Transcribe sin cambios el tramo del listado que va desde la línea que contiene "of the hillside" hasta la línea que contiene "<point>20,17</point>", ambas incluidas.

─── EXTRACTOS DEL LISTADO

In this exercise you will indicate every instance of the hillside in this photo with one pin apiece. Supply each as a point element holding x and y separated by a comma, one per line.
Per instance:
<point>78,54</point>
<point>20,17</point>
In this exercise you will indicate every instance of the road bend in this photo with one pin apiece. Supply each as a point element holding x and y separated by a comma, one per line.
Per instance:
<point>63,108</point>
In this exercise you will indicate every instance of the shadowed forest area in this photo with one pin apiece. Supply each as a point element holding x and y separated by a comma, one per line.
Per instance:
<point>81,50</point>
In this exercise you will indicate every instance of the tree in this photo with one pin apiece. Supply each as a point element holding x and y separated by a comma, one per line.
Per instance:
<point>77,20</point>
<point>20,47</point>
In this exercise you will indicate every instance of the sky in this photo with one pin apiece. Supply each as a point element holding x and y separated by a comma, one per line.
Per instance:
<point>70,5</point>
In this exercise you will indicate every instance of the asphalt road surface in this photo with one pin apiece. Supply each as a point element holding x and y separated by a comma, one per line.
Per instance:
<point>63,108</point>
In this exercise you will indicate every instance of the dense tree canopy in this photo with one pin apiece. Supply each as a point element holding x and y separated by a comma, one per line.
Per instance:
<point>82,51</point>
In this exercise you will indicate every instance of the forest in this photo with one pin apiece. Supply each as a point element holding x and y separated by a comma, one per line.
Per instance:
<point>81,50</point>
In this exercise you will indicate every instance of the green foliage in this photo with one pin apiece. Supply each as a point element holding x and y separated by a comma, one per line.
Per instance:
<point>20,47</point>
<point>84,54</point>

──────
─── EXTRACTOS DEL LISTADO

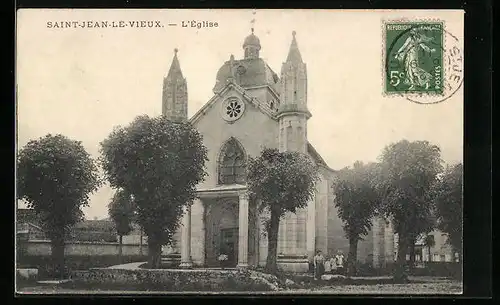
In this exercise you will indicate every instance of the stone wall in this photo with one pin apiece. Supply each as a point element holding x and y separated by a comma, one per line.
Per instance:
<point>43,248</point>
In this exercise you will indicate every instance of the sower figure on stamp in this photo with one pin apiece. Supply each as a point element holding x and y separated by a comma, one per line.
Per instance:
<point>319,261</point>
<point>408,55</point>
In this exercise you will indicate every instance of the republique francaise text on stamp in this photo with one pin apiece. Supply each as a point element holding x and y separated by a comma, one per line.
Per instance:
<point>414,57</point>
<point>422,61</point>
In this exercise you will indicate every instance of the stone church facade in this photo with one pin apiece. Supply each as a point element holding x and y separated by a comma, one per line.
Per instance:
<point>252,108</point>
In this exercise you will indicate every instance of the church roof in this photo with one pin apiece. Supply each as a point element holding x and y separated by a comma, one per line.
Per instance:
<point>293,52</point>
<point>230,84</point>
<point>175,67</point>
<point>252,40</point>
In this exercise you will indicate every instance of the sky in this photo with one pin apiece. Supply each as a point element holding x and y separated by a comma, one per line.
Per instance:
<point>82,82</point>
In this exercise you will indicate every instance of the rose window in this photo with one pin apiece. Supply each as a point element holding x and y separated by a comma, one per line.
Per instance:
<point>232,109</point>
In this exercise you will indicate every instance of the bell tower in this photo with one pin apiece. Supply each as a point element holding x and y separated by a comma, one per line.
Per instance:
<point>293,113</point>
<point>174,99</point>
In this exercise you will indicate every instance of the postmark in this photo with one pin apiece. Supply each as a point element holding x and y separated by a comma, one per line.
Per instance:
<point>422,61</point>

──────

RESULTADO DE LA TAREA –
In this exercise you will indicate every instance of the hillside in this photo with one pin apiece. Supply each as a point element holding x and y separated by a comma, one per line.
Per instance:
<point>78,54</point>
<point>20,17</point>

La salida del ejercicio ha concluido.